# QUOTED PASSAGE:
□ □ □ □ □

Although this is a useful application of the flag, it's not something we use
it for right now (although we might in the future).

As an overview, we're building a code review tool where the
(simplified) workflow is:

1. start off on some local version of an integration branch, tracking the
remote version of that branch
2. make some local changes. valid local changes include
    - making a new commit(s)
    - merging in other branches (could be remote integration branches
or feature branches)
    - merging in the head of the tracking branch to get the latest changes
3. identify which local changes were made and upload them (in our case
to github).

So our goals are:

1. Automatically identify the appropriate integration branch that the user
is intending to target, without needing to add arguments to the command.
2. Automatically identify relevant commits that the user has made on top of
the integration branch, without needing to add arguments.

We accomplish these by defining the "fork point" of two branches, although
note that this is different from what is found by "merge-base --fork-point".

□ □ □ □ □

# SUPPLIED INFORMATION:
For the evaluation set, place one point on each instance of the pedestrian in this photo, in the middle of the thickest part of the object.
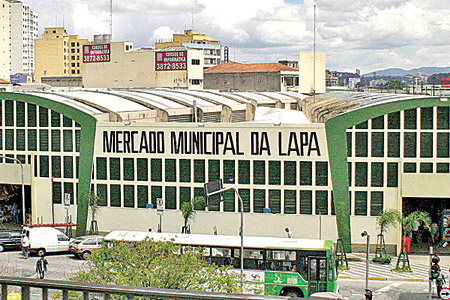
(41, 267)
(25, 246)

□ □ □ □ □

# WHAT THE TASK ASKS:
Summarize the passage about the code review tool in two sentences. The data has no connection to the text.

# ANSWER IN FULL:
The team is building a code review tool whose workflow starts on a local integration branch that tracks its remote version, lets the user make local commits or merge in other branches, and then identifies and uploads those local changes to GitHub. Their goals are to automatically identify both the intended integration branch and the user's relevant commits without extra command arguments, which they accomplish by defining a "fork point" of two branches that differs from what "merge-base --fork-point" finds.